» EXERCISE INPUTS

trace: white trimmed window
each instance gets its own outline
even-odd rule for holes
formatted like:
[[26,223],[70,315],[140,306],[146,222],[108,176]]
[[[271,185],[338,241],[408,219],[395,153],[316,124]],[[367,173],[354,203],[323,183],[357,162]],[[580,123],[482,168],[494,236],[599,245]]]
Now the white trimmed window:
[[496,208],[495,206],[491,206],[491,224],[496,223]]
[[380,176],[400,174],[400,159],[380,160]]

» YOUR GOAL
The whole listing above must be copied exactly.

» EXPECTED ANSWER
trace: white trimmed window
each instance gets its own outline
even-odd rule for holes
formatted like:
[[26,223],[70,315],[140,306],[146,222],[108,176]]
[[[271,185],[338,241],[408,219],[395,153],[316,124]],[[367,173],[354,203],[323,183],[357,162]],[[580,123],[482,168],[494,236],[599,245]]]
Now the white trimmed window:
[[496,208],[495,206],[491,206],[491,224],[496,223]]
[[380,176],[400,174],[400,159],[380,160]]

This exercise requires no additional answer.